[begin Input data]

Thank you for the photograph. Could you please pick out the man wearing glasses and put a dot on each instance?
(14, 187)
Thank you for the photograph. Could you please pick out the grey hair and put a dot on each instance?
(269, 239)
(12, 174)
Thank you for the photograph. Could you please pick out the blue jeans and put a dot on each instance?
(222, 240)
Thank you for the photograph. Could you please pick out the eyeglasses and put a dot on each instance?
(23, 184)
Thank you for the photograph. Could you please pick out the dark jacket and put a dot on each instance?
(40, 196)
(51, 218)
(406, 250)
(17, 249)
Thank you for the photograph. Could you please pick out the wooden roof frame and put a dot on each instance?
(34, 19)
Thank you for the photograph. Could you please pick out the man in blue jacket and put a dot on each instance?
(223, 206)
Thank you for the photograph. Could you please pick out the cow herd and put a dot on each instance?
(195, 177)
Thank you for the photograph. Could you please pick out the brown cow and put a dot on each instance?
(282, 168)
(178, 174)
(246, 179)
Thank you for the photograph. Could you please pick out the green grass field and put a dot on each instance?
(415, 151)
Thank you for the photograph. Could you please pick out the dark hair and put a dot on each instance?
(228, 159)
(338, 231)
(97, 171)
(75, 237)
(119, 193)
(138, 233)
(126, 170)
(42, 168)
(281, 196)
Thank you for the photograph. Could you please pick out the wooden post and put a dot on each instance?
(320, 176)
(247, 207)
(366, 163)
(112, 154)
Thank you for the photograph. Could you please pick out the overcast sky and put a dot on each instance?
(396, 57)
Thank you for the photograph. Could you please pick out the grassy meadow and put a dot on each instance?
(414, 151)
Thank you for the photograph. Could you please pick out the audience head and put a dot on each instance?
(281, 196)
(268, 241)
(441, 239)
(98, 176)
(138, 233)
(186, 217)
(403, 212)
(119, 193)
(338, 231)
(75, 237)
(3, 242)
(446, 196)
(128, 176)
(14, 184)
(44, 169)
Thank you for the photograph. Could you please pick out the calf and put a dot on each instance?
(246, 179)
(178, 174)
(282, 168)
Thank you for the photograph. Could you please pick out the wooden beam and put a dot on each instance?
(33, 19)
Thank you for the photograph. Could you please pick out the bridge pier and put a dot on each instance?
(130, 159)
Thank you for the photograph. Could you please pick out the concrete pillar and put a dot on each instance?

[end Input data]

## Required work
Everything from the line with "field and put a dot on each instance?" through the last line of the material above should be echoed exactly, and nothing else.

## Solution for this task
Thank you for the photograph. Could you please pick out the green grass field and put a dot on each instance?
(415, 151)
Thank you for the photograph. Could you please pick out the dark hair and put a dot on each instance?
(228, 159)
(338, 231)
(97, 171)
(75, 237)
(119, 193)
(138, 233)
(126, 170)
(42, 168)
(281, 196)
Thank you for the photograph. Could you please pick out the wooden post and put a dot on each instance?
(320, 176)
(247, 207)
(366, 163)
(112, 154)
Thank you for the photograph. Could you please pick out the overcast sky and put a dot on each instance?
(396, 57)
Thank you for the photograph. Could you please pick out the grassy meadow and put a dot on each instance?
(414, 151)
Thank you for the photograph. Could you please pick out the audience head and put a dot on each instance?
(281, 196)
(268, 241)
(441, 239)
(98, 176)
(138, 233)
(186, 217)
(403, 212)
(119, 193)
(338, 231)
(75, 237)
(3, 242)
(446, 196)
(128, 176)
(14, 184)
(44, 169)
Thank you for the photograph. Could you please pick out the calf and put a dot on each instance?
(246, 179)
(178, 174)
(282, 168)
Thank you for the photograph. Could you please pick out the wooden beam and put a dot on each instance?
(33, 19)
Thank you for the photograph. Could you please pick out the bridge pier and put a dot on each instance?
(130, 159)
Thank you for the photograph. Could you please pick out the concrete pillar and put a dot on each instance?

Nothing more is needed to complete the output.